(What is being asked) Extract every line of the entries below and reproduce each one word for word, without changing anything.

(Supplied information)
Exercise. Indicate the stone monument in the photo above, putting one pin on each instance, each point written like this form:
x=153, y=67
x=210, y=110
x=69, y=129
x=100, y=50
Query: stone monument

(Result below)
Exercise. Indicate the stone monument in the photo above, putting one pin on each instance, each point written like this form:
x=153, y=67
x=210, y=110
x=69, y=129
x=100, y=50
Query: stone monument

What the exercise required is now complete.